--- Goal 1 ---
Rescale the listing below from its start through the line holding "point(204, 79)", inclusive, and give only those lines again, requests included. Multiply every point coordinate in the answers by 1.45, round to whole numbers with halves going up, and leave the pictures out.

--- Excerpt ---
MLOG_BUF_MARGIN: Remove.
page_zip_compress_write_log(): Write MLOG_INIT_FILE_PAGE2
and MLOG_ZIP_WRITE_STRING records instead of MLOG_ZIP_PAGE_COMPRESS.
This depends on the changes to buf_page_io_complete() and friends
in the parent commit.
No longer write the following redo log records:
MLOG_COMP_LIST_END_DELETE, MLOG_LIST_END_DELETE,
MLOG_COMP_LIST_START_DELETE, MLOG_LIST_START_DELETE,
MLOG_REC_DELETE,MLOG_COMP_REC_DELETE.
Each individual deleted record will be logged separately
using physical log records.
page_dir_slot_set_n_owned(),
page_zip_rec_set_owned(), page_zip_dir_delete(), page_zip_clear_rec():
Add the parameter mtr, and write redo log.

--- Goal 2 ---
Take the commit message on redo log records further, continuing it from where it stops.

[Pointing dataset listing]
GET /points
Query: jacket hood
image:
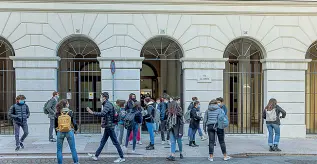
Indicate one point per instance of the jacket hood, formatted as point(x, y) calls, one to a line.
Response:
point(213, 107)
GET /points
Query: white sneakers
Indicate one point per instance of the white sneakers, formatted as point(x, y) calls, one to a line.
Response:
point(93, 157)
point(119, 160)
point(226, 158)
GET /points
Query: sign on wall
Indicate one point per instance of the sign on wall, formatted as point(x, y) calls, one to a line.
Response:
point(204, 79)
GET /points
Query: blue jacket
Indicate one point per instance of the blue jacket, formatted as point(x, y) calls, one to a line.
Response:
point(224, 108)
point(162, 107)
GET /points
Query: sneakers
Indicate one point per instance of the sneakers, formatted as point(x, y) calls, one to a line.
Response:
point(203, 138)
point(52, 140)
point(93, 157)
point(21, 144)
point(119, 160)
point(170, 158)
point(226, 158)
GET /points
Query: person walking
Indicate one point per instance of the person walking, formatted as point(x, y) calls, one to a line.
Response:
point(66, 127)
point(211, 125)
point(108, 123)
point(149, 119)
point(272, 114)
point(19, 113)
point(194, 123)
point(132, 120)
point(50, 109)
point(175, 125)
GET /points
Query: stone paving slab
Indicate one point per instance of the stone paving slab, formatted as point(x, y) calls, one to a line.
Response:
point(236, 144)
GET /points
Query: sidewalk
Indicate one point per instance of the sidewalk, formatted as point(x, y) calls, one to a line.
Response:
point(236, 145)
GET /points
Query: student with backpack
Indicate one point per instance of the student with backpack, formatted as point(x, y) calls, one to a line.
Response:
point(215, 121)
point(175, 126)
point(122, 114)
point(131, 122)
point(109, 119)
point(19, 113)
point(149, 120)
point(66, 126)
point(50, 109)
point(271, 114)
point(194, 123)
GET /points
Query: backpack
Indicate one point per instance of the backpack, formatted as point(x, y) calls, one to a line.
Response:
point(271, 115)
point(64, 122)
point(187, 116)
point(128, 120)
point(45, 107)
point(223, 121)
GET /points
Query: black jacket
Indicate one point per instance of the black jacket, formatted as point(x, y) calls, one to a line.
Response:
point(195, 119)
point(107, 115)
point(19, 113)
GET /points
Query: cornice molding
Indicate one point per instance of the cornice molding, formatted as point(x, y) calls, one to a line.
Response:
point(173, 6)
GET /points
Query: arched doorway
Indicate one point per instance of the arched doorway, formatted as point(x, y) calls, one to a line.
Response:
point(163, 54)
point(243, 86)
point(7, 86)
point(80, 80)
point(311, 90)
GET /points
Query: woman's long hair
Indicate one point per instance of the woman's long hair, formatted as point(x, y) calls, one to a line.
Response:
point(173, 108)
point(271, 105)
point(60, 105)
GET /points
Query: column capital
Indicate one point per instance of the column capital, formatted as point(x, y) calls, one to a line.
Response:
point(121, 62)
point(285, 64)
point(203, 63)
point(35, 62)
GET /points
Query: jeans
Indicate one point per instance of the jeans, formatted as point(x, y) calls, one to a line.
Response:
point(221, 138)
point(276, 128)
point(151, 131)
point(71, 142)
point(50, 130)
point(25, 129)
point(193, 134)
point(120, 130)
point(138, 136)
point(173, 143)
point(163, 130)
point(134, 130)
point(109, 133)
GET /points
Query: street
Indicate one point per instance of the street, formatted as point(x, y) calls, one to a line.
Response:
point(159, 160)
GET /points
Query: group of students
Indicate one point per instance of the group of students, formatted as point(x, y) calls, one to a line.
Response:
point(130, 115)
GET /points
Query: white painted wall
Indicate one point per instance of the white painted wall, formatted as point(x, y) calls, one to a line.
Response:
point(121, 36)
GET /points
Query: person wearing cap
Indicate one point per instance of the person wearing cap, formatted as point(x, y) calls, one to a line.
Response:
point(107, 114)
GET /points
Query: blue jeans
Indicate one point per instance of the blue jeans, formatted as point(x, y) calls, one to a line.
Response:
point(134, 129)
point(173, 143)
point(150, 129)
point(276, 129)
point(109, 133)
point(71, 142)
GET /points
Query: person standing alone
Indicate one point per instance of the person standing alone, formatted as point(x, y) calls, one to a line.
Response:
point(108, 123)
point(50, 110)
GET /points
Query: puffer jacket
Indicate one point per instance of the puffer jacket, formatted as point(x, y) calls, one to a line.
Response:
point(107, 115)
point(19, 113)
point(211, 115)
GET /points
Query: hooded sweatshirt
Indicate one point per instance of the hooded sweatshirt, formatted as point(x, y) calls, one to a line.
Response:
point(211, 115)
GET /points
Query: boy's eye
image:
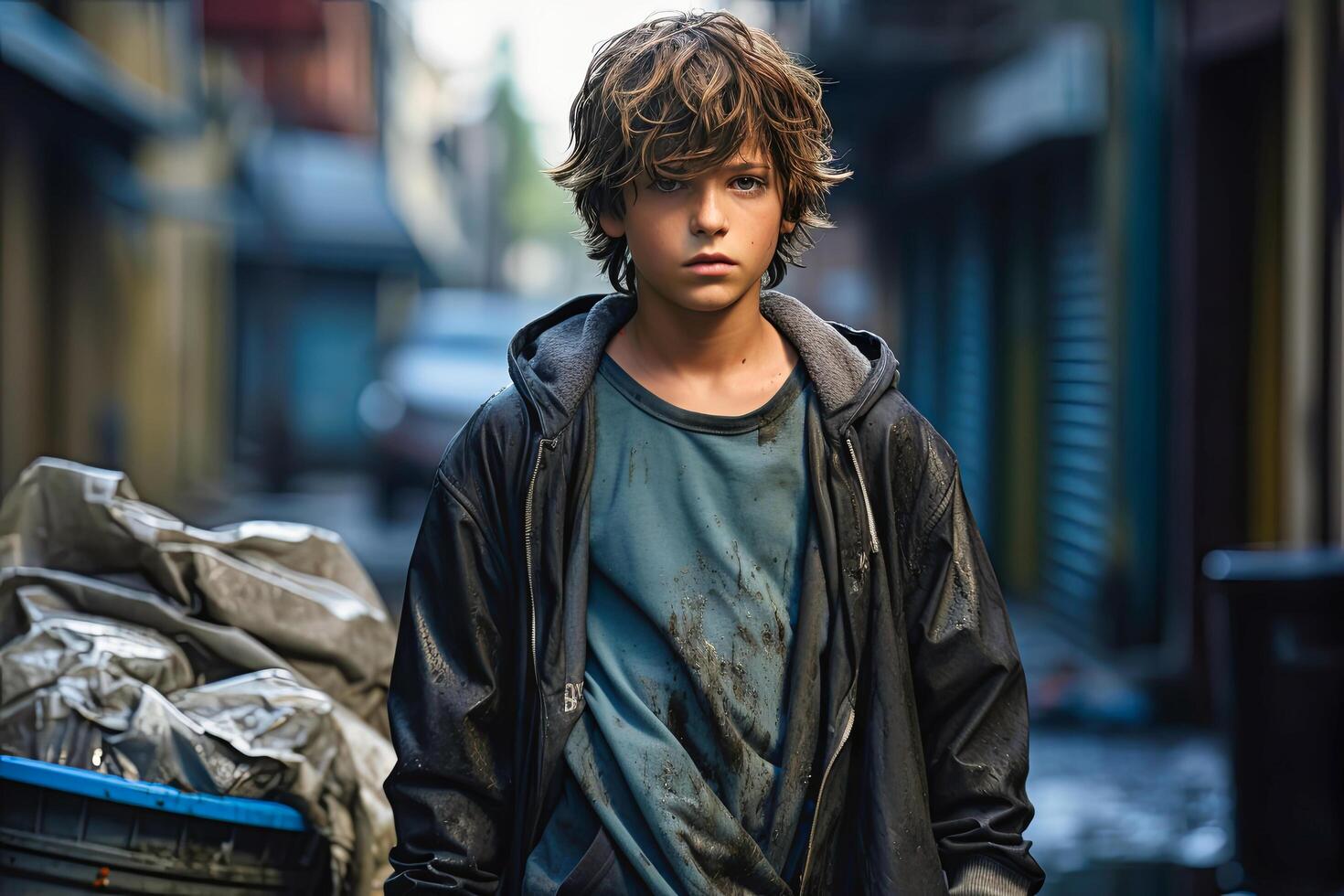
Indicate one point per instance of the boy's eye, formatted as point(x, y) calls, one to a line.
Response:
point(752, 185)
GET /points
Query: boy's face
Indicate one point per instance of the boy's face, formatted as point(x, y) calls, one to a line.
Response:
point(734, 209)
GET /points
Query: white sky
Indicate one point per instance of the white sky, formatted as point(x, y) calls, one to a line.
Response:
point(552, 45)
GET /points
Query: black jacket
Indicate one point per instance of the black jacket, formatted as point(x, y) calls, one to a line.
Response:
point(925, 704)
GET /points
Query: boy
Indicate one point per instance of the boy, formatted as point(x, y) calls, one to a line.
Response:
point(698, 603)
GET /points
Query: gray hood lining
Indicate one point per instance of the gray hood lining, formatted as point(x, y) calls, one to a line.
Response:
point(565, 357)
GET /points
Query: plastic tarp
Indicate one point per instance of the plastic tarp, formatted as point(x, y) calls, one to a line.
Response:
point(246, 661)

--- Task answer 1 ---
GET /points
Query: jacket hood
image:
Indicate one point per instance of the jacket hood, formatted as point(x, y) calls, one to a line.
Response:
point(309, 155)
GET /points
Query: white sneakers
Indicate one point per instance of the white sneakers, formatted as point(x, y) calls, one to a line.
Response:
point(135, 228)
point(173, 232)
point(328, 229)
GET /points
Query: sign on wall
Indicate one point per instance of the sign on wall, formatted as point(x, y) calls, one to a line.
Response:
point(296, 115)

--- Task answer 2 ---
page_dir_slot_set_rec(): Remove. Replaced with lower-level operations
that write redo log when necessary.
page_rec_set_n_owned(): Replaces rec_set_n_owned_old(),
rec_set_n_owned_new().
rec_set_heap_no(): Replaces rec_set_heap_no_old(), rec_set_heap_no_new().
page_mem_free(), page_dir_split_slot(), page_dir_balance_slot():
Add the parameter mtr.
page_dir_set_n_slots(): Merge with the caller page_dir_split_slot().
page_dir_slot_set_rec(): Merge with the callers page_dir_split_slot()
and page_dir_balance_slot().
page_cur_insert_rec_low(), page_cur_insert_rec_zip():
Suppress the logging of lower-level operations.
page_cur_delete_rec_write_log(): Remove.
page_cur_delete_rec(): Do not tolerate mtr=NULL.
rec_convert_dtuple_to_rec_old(), rec_convert_dtuple_to_rec_comp():
Replace rec_set_heap_no_old() and rec_set_heap_no_new() with direct
access that does not involve redo logging.
mtr_t::memcpy(): Do allow non-redo-logged writes to uncompressed pages
of ROW_FORMAT=COMPRESSED pages.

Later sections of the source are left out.